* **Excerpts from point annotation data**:
## START
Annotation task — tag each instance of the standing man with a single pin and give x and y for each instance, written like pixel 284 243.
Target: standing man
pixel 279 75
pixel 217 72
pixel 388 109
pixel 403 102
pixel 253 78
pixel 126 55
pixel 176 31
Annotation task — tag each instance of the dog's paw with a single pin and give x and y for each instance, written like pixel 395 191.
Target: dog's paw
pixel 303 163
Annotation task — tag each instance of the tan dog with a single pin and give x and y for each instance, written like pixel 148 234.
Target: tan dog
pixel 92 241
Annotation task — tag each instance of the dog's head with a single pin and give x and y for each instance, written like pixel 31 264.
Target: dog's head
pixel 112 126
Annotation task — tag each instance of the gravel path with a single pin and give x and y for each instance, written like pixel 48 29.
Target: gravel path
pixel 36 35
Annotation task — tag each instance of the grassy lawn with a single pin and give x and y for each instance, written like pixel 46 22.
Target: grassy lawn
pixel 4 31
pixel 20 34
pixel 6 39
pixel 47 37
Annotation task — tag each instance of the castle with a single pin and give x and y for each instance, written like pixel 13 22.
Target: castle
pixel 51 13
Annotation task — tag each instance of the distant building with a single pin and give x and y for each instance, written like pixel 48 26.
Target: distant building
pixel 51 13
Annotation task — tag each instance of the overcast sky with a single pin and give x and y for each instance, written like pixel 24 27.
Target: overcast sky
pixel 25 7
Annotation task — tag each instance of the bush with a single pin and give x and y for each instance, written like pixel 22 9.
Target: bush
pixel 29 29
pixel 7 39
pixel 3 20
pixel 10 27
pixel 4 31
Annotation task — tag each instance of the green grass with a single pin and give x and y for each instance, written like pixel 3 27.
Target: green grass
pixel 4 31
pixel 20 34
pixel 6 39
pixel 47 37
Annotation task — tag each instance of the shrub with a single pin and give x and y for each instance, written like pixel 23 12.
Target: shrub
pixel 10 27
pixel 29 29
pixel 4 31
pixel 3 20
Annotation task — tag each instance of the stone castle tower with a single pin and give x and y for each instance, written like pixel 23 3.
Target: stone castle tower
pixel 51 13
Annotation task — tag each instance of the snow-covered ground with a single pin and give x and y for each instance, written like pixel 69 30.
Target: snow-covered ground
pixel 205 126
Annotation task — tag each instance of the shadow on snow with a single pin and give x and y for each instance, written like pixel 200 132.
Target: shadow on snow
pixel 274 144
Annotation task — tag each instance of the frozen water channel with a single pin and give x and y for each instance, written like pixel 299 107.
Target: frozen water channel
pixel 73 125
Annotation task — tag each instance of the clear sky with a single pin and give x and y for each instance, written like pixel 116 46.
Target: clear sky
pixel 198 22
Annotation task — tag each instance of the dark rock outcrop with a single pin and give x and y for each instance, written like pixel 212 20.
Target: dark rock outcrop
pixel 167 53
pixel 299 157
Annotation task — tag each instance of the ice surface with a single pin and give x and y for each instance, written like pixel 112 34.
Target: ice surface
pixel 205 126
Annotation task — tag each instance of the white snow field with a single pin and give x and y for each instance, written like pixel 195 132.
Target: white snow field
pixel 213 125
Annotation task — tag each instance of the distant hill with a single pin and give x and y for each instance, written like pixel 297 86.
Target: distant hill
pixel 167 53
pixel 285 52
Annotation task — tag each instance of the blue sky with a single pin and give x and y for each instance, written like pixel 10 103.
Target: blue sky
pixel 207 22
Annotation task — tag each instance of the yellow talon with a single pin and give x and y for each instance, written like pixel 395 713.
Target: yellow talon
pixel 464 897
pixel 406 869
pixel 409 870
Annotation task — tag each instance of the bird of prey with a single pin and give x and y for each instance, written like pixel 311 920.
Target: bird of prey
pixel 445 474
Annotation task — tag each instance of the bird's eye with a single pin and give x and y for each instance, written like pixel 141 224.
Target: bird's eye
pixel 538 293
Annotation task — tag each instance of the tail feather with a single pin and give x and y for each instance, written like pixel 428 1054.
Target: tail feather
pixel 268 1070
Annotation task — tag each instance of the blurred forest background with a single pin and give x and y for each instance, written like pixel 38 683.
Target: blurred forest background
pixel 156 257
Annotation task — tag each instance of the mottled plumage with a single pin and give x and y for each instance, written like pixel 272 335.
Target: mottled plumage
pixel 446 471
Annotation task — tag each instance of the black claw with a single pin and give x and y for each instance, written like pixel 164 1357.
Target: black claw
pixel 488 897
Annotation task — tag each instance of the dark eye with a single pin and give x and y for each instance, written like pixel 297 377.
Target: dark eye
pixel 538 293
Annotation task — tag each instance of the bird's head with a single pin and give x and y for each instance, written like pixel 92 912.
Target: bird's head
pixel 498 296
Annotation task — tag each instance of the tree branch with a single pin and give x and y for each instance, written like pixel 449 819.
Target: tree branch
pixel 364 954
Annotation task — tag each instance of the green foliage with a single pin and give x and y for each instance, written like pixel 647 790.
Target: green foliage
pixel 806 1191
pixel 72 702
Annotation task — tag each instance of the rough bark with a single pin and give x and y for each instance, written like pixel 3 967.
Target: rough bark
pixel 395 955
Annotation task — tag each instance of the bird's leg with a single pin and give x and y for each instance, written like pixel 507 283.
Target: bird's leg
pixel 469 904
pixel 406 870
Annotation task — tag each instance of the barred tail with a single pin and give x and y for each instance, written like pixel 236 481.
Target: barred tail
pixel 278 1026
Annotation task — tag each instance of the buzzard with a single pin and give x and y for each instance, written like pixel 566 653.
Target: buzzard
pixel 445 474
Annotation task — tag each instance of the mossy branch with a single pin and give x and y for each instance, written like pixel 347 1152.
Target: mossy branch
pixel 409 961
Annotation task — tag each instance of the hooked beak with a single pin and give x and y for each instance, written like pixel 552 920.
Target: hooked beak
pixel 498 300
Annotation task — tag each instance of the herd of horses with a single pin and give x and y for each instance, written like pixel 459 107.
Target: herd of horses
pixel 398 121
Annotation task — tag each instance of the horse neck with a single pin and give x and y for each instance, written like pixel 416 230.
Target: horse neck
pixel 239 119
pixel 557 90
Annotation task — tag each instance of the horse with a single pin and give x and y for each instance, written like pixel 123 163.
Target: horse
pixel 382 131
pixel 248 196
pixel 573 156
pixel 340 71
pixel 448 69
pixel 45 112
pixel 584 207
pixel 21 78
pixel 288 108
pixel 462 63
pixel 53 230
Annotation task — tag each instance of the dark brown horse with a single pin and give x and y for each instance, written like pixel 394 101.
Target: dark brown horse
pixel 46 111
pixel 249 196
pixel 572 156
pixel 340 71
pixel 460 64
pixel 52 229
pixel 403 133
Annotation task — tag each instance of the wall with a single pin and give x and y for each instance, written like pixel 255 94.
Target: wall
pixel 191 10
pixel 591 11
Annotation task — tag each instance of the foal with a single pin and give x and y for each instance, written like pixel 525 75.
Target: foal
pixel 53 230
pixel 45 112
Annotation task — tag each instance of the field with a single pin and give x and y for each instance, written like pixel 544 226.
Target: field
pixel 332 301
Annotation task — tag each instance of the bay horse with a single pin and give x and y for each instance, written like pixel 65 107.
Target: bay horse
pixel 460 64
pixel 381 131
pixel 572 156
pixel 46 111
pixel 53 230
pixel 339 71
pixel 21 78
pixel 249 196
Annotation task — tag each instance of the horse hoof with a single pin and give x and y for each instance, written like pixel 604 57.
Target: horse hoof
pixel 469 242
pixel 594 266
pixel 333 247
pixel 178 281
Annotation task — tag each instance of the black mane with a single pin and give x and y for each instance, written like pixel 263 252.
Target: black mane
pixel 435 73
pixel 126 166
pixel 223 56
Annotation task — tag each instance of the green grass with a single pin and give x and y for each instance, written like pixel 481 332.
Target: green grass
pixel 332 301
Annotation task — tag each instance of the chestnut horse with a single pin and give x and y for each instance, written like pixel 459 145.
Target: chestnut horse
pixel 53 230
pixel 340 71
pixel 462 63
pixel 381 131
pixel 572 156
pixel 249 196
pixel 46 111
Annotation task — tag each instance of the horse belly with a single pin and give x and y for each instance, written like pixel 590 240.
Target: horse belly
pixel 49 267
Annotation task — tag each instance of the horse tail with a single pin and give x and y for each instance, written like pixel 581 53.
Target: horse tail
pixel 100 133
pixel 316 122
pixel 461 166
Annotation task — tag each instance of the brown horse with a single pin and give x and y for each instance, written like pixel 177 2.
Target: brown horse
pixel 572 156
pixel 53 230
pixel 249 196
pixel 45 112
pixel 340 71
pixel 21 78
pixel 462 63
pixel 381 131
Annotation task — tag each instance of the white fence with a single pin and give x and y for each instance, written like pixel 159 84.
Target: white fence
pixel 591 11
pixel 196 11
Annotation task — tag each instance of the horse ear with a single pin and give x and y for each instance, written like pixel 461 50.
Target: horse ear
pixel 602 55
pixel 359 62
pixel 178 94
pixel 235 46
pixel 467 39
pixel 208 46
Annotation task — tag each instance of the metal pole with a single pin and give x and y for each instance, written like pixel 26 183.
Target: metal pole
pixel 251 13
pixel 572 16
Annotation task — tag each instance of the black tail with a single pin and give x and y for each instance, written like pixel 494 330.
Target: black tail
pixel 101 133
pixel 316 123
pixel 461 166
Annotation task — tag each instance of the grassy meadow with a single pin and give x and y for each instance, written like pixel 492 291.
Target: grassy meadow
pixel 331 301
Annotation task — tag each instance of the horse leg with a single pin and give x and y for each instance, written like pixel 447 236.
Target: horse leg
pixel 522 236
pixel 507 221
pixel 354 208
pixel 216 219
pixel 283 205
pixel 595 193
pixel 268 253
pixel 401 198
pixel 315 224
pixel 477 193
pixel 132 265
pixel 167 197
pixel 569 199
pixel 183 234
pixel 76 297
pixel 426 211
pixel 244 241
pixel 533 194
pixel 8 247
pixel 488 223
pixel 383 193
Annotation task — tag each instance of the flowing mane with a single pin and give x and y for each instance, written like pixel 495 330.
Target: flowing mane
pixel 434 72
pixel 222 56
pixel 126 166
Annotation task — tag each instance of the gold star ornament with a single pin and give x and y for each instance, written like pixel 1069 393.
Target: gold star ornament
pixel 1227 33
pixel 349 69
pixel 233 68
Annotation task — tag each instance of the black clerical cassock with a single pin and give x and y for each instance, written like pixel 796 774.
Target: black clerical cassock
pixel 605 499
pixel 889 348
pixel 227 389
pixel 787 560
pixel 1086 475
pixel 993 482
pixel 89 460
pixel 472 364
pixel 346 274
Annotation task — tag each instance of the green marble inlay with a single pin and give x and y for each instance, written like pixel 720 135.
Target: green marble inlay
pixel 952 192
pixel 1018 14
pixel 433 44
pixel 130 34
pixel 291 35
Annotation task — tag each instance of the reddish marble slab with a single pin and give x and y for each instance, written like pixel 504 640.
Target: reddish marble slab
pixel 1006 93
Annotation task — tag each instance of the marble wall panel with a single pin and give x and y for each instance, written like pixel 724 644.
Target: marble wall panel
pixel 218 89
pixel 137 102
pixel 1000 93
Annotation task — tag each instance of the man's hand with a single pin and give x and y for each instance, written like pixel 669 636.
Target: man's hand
## END
* **Given request**: Starting at the line that contains "Annotation task — tag each instance of the green marble", output each remaining line of the listing, the last line included, exactly as it appears.

* **Exercise solution**:
Annotation task — tag each instance of the green marble inlay with a single pin and give x and y for each instance, written like pixel 720 135.
Target: green marble inlay
pixel 952 192
pixel 1018 14
pixel 433 44
pixel 130 34
pixel 291 35
Annotation task — tag each instance of the reddish marble slab with a single pin and give x and y for each instance, written like pixel 504 640.
Target: reddish marble slab
pixel 1006 93
Annotation task — tag each instance of the marble wall panel with a single pin and give x and y for each instance, written like pixel 724 644.
Target: marble wall panel
pixel 218 89
pixel 137 102
pixel 1000 93
Annotation task — tag each instance of the man's hand with a single pin and give x and y for each instance, written like pixel 669 636.
Target: man's hand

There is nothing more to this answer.